Items listed in a dataset
⁂
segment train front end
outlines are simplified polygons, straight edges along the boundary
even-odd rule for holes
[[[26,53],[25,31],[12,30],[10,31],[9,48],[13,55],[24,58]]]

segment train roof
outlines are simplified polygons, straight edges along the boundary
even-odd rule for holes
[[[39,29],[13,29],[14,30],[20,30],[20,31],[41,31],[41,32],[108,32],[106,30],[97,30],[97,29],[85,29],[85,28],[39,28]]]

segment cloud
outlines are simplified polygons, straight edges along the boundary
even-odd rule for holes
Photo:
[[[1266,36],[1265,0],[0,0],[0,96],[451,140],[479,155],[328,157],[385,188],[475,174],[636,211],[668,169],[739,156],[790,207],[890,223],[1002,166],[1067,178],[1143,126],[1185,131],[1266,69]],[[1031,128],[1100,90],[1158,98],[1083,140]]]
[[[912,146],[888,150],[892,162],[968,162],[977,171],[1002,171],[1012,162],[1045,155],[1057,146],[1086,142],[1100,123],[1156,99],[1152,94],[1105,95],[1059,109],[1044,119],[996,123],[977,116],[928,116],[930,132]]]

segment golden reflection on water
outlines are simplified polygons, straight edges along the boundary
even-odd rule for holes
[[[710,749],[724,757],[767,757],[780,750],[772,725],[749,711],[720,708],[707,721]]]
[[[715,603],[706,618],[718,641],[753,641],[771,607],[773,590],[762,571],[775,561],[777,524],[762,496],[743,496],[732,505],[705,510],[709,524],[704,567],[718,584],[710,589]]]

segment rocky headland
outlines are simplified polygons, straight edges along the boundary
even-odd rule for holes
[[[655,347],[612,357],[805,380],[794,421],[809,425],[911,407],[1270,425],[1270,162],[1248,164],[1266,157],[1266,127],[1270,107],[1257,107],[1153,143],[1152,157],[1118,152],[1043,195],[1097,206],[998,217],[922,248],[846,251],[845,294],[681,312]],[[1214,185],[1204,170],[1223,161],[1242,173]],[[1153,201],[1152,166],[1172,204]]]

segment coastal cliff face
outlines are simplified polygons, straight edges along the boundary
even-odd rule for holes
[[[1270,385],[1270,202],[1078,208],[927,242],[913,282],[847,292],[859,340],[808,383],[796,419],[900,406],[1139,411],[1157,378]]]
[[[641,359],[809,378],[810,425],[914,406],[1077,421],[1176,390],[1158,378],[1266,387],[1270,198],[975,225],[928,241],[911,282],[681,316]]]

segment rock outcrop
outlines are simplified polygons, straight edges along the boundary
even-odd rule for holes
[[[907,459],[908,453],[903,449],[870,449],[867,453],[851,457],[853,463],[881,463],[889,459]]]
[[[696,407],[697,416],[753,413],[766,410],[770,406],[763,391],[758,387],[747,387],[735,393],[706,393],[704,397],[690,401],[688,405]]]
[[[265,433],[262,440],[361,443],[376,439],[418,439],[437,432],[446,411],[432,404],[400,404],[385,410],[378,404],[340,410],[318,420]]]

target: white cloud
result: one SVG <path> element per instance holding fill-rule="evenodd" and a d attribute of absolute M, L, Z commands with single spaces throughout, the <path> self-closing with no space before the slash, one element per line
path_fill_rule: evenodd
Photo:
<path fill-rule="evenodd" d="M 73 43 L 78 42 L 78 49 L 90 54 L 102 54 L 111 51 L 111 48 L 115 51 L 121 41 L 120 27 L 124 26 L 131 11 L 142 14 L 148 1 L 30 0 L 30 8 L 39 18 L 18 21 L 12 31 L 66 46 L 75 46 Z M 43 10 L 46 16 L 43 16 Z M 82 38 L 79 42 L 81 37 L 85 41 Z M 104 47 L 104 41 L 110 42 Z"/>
⁂
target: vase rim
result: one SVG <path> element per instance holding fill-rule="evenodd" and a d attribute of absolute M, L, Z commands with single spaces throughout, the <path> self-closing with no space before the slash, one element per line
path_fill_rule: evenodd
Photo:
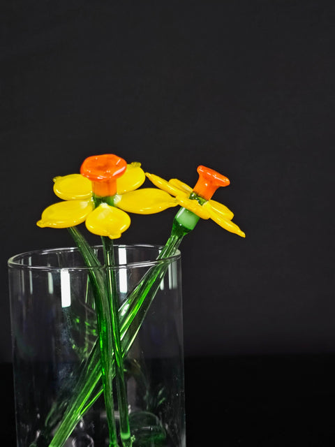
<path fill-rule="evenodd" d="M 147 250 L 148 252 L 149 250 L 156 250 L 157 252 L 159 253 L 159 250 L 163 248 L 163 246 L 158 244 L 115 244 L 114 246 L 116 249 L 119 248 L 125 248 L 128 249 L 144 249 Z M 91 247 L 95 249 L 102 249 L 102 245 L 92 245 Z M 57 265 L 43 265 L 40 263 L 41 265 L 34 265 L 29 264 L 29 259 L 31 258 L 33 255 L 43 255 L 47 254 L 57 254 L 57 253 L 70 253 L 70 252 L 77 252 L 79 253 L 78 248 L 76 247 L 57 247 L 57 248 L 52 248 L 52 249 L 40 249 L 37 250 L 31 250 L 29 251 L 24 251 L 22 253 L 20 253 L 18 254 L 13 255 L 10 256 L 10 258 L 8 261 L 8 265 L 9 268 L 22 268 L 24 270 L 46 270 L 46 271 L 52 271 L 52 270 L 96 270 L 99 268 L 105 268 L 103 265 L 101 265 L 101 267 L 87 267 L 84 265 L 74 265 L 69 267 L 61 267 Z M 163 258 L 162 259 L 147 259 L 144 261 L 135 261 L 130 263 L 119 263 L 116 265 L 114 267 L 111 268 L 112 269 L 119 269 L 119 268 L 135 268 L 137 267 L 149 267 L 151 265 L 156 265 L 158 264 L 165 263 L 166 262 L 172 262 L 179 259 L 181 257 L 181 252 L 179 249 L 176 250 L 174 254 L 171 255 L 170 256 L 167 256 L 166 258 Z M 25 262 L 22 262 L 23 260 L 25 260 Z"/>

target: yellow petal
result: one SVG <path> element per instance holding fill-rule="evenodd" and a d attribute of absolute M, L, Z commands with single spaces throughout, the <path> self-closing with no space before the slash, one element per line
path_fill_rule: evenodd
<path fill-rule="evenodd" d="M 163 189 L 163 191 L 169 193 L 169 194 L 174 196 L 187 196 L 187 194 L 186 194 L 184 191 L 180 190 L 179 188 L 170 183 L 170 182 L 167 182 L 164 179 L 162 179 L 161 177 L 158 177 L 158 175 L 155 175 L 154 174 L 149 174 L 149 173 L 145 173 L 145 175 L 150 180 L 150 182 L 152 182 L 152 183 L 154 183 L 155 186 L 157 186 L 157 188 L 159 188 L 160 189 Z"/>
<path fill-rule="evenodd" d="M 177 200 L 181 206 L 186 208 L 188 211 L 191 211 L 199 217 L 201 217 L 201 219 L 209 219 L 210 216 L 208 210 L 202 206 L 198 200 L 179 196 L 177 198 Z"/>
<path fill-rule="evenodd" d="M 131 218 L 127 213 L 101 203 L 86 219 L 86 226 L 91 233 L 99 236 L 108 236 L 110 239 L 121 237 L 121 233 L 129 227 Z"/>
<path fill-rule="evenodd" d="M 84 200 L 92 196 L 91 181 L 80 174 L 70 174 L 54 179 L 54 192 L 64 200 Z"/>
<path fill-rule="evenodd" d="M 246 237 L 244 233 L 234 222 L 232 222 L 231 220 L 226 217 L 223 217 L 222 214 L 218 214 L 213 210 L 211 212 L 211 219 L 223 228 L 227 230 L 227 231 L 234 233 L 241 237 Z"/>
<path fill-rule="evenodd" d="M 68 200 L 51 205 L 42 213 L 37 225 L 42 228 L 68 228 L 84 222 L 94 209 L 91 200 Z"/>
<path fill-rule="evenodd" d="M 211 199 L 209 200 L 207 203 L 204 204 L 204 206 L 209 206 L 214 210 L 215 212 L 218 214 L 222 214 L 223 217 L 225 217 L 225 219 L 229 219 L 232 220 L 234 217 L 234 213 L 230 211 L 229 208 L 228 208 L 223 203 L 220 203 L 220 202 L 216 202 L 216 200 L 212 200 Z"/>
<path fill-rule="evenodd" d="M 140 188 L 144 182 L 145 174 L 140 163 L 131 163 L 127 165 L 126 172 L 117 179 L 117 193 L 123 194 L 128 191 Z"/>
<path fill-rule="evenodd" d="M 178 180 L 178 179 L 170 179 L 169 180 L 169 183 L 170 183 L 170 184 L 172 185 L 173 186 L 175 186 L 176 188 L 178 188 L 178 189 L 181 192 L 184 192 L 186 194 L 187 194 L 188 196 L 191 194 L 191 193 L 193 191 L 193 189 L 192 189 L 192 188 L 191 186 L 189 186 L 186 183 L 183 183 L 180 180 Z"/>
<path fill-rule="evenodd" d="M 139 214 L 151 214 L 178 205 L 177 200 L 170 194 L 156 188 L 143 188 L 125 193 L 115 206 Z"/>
⁂
### Exercise brief:
Return, unchanged, the stretch of the records from the line containing "segment rocky headland" through the line containing "90 54 L 102", with both of those lines included.

### Finished answer:
segment rocky headland
outlines are simplified polygons, straight edges along the boundary
even-odd rule for holes
[[[655,347],[612,357],[805,380],[794,421],[809,425],[911,407],[1270,425],[1270,162],[1248,164],[1266,157],[1266,127],[1270,107],[1257,107],[1153,143],[1152,157],[1118,152],[1043,195],[1097,206],[998,217],[922,248],[846,251],[845,294],[681,312]],[[1214,185],[1204,170],[1223,161],[1242,173]],[[1153,201],[1152,166],[1172,204]]]

segment coastal cliff face
outlines are simplified polygons, straight edges along the boundary
even-odd rule for holes
[[[1270,385],[1270,202],[1078,208],[927,242],[913,282],[847,292],[859,340],[808,383],[796,419],[900,406],[1139,411],[1157,378]]]
[[[641,359],[809,378],[810,425],[914,406],[1077,421],[1176,390],[1158,378],[1266,387],[1270,198],[975,225],[928,241],[911,282],[681,316]]]

segment rock outcrop
outlines are simplified polygons, straight edges along the boundary
even-odd rule for holes
[[[907,459],[908,453],[903,449],[870,449],[867,453],[851,457],[853,463],[881,463],[889,459]]]
[[[696,407],[697,416],[753,413],[766,410],[770,406],[763,391],[758,387],[747,387],[735,393],[706,393],[704,397],[690,401],[688,405]]]
[[[265,433],[262,440],[361,443],[376,439],[418,439],[437,432],[446,411],[432,404],[400,404],[385,410],[378,404],[340,410],[318,420]]]

target: white cloud
result: one SVG <path> element per instance holding fill-rule="evenodd" and a d attribute of absolute M, L, Z commands with single spaces throughout, the <path> self-closing with no space before the slash, one element per line
path_fill_rule: evenodd
Photo:
<path fill-rule="evenodd" d="M 73 43 L 78 42 L 78 49 L 90 54 L 102 54 L 111 51 L 111 48 L 115 51 L 121 41 L 120 27 L 124 26 L 131 11 L 142 14 L 148 1 L 30 0 L 30 8 L 39 18 L 18 21 L 12 31 L 66 46 L 75 46 Z M 43 10 L 46 16 L 43 16 Z M 82 38 L 79 42 L 81 37 L 85 41 Z M 104 47 L 104 41 L 110 42 Z"/>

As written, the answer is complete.